Start of RECORDS FOR THIS TASK

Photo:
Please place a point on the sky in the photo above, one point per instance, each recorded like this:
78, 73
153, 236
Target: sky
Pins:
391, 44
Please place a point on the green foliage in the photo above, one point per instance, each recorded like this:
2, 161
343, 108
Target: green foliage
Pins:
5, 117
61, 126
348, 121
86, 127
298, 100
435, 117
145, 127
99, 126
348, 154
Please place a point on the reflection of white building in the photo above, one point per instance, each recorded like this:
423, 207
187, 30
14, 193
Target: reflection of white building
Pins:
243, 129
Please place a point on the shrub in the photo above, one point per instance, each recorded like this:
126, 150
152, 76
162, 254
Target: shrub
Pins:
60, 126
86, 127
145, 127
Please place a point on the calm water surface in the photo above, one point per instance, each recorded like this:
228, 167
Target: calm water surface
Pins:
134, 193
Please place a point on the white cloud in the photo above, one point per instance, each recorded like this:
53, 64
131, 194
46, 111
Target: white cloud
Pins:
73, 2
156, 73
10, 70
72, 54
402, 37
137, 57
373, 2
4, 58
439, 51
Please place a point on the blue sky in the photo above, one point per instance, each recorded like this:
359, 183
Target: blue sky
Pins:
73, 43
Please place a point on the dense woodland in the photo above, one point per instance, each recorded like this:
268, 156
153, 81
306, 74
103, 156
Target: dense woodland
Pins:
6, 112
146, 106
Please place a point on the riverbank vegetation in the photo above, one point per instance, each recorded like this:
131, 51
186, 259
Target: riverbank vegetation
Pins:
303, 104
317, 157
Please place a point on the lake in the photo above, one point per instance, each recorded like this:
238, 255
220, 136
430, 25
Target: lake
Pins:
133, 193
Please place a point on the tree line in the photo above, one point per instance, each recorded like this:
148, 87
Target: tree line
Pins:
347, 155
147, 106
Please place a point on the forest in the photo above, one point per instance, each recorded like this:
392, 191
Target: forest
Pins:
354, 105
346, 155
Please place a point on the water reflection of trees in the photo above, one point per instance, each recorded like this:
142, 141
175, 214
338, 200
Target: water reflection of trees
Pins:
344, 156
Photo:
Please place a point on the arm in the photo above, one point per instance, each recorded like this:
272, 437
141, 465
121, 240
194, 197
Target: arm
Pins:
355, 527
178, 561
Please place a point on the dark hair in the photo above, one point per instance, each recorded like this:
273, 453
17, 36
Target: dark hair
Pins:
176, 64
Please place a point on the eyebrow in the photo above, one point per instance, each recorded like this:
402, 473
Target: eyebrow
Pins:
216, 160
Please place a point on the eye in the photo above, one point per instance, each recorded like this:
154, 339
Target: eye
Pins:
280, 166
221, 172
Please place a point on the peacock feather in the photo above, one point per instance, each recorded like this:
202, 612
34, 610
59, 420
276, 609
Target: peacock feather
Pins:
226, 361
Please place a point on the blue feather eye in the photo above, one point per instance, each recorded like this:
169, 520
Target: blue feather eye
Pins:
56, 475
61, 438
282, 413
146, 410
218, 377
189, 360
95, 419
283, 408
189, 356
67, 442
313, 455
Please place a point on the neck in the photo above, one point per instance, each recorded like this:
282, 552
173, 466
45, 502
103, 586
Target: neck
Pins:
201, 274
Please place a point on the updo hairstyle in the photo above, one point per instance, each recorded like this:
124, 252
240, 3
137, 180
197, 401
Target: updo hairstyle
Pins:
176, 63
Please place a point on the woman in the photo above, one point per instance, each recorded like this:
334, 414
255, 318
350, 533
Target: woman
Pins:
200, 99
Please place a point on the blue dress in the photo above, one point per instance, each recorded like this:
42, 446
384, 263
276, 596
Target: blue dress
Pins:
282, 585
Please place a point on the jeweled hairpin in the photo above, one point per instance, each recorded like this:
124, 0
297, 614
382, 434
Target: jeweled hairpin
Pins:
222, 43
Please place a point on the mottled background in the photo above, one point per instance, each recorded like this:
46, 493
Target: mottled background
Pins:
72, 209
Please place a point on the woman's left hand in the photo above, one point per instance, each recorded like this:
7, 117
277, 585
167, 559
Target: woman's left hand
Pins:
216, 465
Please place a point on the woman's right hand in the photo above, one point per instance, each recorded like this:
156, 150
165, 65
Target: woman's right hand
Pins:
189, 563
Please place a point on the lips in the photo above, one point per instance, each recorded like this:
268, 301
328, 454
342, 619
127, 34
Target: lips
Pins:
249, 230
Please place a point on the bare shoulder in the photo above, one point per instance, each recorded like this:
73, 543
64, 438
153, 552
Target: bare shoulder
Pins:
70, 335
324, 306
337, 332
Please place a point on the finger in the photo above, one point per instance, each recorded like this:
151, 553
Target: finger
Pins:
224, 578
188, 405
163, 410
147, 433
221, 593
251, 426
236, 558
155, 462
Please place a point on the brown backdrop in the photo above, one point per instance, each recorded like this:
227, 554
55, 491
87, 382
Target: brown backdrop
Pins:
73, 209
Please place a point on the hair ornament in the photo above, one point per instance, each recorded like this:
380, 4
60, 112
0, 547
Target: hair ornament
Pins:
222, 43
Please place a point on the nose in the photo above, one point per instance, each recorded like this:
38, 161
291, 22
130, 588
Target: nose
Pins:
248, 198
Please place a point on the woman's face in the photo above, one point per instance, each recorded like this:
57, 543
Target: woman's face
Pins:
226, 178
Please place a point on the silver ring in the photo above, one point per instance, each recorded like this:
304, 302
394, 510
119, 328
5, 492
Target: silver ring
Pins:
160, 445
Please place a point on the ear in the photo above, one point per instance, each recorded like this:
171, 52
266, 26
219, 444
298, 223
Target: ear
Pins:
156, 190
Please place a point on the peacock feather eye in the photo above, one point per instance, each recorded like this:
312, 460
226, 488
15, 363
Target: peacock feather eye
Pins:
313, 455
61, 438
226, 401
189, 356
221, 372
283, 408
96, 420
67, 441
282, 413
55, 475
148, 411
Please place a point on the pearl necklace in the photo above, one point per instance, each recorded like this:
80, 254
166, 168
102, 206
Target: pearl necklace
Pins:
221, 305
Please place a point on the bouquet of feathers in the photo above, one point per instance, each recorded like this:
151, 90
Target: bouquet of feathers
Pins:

End of RECORDS FOR THIS TASK

» EXERCISE AIM
Copy all the material above, changing every "Pins" to "Points" and leaving everything else the same.

» THE REPLY
Photo:
Please place a point on the sky in the photo above, one point per instance, each recorded like this:
78, 73
153, 236
Target: sky
Points:
391, 44
Please place a point on the green foliage in the photo above, one point per instance, each recorded like this:
2, 161
343, 108
Target: green foliage
Points:
5, 117
61, 126
348, 121
86, 127
298, 100
435, 117
145, 127
99, 126
348, 154
Please place a point on the reflection of white building in the photo above, one point per instance, each recorded like this:
423, 207
187, 30
14, 193
Target: reflection of white building
Points:
243, 129
Please place a point on the shrub in the photo above, one point per instance, each recorded like this:
126, 150
152, 76
162, 254
Target: shrub
Points:
60, 126
86, 127
145, 127
Please place a point on the calm water surface in the photo above, one point per instance, each recorded like this:
228, 167
Target: calm water surface
Points:
134, 193
Please place a point on the white cloud in the photo above, one point per instance, each recorded like this:
53, 64
131, 194
46, 111
Target: white cloud
Points:
73, 2
156, 73
10, 70
72, 54
402, 37
137, 57
373, 2
4, 58
439, 51
Please place a point on the blue sky in the photo above, one point per instance, each recorded like this:
359, 183
Target: blue sky
Points:
73, 43
Please place a point on the dense woodland in the photo above, one point per instance, each recorded like this:
268, 156
153, 81
306, 74
103, 156
Target: dense woodland
Points:
6, 112
146, 106
Please place a point on the riverbank vegetation in the photo above, one point per instance, each recorded like this:
131, 51
186, 259
Target: riverbank vegetation
Points:
303, 104
317, 157
Please place a point on the lake in the photo above, one point per instance, each recorded like this:
238, 255
220, 136
430, 25
Target: lake
Points:
133, 193
Please place a point on the tree line in the photo above, one point per instance, each recorded like this:
148, 87
Target: tree line
Points:
347, 155
147, 106
Please place a point on the forest in the photo above, one point per instance, each recorded like this:
392, 191
Target: forest
Points:
354, 105
346, 155
Please place a point on the water reflection of trees in the photo above, one point per instance, each recorded like this:
142, 141
175, 214
338, 200
Target: water reflection of trees
Points:
344, 156
Photo:
Please place a point on the arm in the photo above, one point per instance, each recorded like this:
272, 437
141, 465
121, 240
194, 197
Target: arm
Points:
355, 527
178, 561
Please place a point on the dark hair in the photo above, one point per instance, each recorded like this:
273, 453
17, 36
Target: dark hair
Points:
176, 64
Please place a point on the eyebrow in the photo above, one point per instance, each recorded like this:
402, 473
Target: eyebrow
Points:
216, 160
Please place a point on the eye in the photo above, one point per instance, each recorded like this:
154, 339
Target: eye
Points:
280, 166
221, 172
Please place a point on the peacock feather in the photo above, one point per instance, each recorded like this:
202, 612
34, 610
59, 420
276, 609
Target: peacock feather
Points:
226, 361
Please place a point on the blue feather eye in the photo above, one point per instance, each recorded like this:
169, 520
Target: blue feather eye
Points:
56, 475
61, 438
282, 413
146, 410
218, 377
189, 360
95, 419
283, 408
189, 356
67, 442
313, 455
Please place a point on the neck in the photo above, one point per instance, each recorded like this:
282, 552
173, 466
45, 502
103, 586
Target: neck
Points:
201, 274
Please place a point on the updo hairstyle in the photo above, one point per instance, each recorded like this:
124, 252
240, 3
137, 180
197, 401
Target: updo hairstyle
Points:
176, 63
Please place a point on the woman in the photo above, one point per instance, each recorded like this:
334, 414
255, 318
350, 533
Target: woman
Points:
200, 99
Please place a point on the blue dress in the photo above, one point per instance, each recorded like this:
42, 446
384, 263
276, 596
Target: blue dress
Points:
282, 585
Please place a point on the jeweled hairpin in the photo above, one point per instance, each recorded like this:
124, 0
297, 614
382, 434
Target: jeweled hairpin
Points:
222, 43
Please place a point on the mottled background in the photo above, one point per instance, each recorded like this:
46, 493
Target: mottled background
Points:
72, 209
Please place a point on the woman's left hand in the photo above, one point per instance, each recorded like this:
7, 117
277, 585
167, 559
Target: woman's left hand
Points:
216, 465
Please place a point on the woman's right hand in the photo above, one point per instance, each recorded like this:
156, 150
165, 65
Target: woman's right hand
Points:
189, 563
Please place a point on the lips in the photo above, one point per instance, each recorded like this:
268, 301
328, 454
342, 619
127, 34
Target: lips
Points:
249, 230
Please place a point on the bare shoulder in the photo above, one point per instance, each recorded like this:
73, 543
64, 438
153, 552
Target: bare shoulder
Points:
70, 335
324, 306
337, 332
Please place a point on the finger in the photo above, one point per instance, each recorded like this:
151, 553
Target: finger
Points:
224, 578
188, 405
163, 410
147, 433
221, 593
251, 426
236, 558
155, 462
Please place a point on the brown backdrop in the photo above, one point per instance, each recorded like this:
227, 554
55, 491
87, 382
Target: brown backdrop
Points:
73, 209
Please place a point on the hair ornament in the photo above, one point per instance, each recorded like this:
380, 4
60, 112
0, 547
Target: hair ornament
Points:
222, 43
Please place a point on the nose in the photo above, one point per instance, each recorded like this:
38, 161
291, 22
130, 588
Target: nose
Points:
248, 198
Please place a point on the woman's face in the photo above, one point per instance, each recorded like this:
57, 543
Target: woman's face
Points:
226, 178
Please place a point on the silver ring in the photo above, one point per instance, each recorded like this:
304, 302
394, 510
119, 328
5, 492
Target: silver ring
Points:
160, 445
Please place a point on the ear in the photo above, one point per instance, each recorded like this:
171, 52
266, 26
219, 444
298, 223
Target: ear
Points:
156, 190
Please place a point on the peacock feather eye in the photo above, one point per instance, each recorded like this:
312, 460
226, 488
15, 363
Target: peacock feather eye
Points:
313, 455
61, 438
226, 401
189, 356
221, 372
283, 408
96, 420
67, 441
282, 413
55, 475
148, 411
Please place a point on the pearl necklace in the photo above, one point per instance, each recorded like this:
80, 254
166, 168
102, 206
Target: pearl necklace
Points:
221, 305
Please place a point on the bouquet of feathers in the photo above, one point per instance, each recorded like this:
151, 90
Target: bouquet of feathers
Points:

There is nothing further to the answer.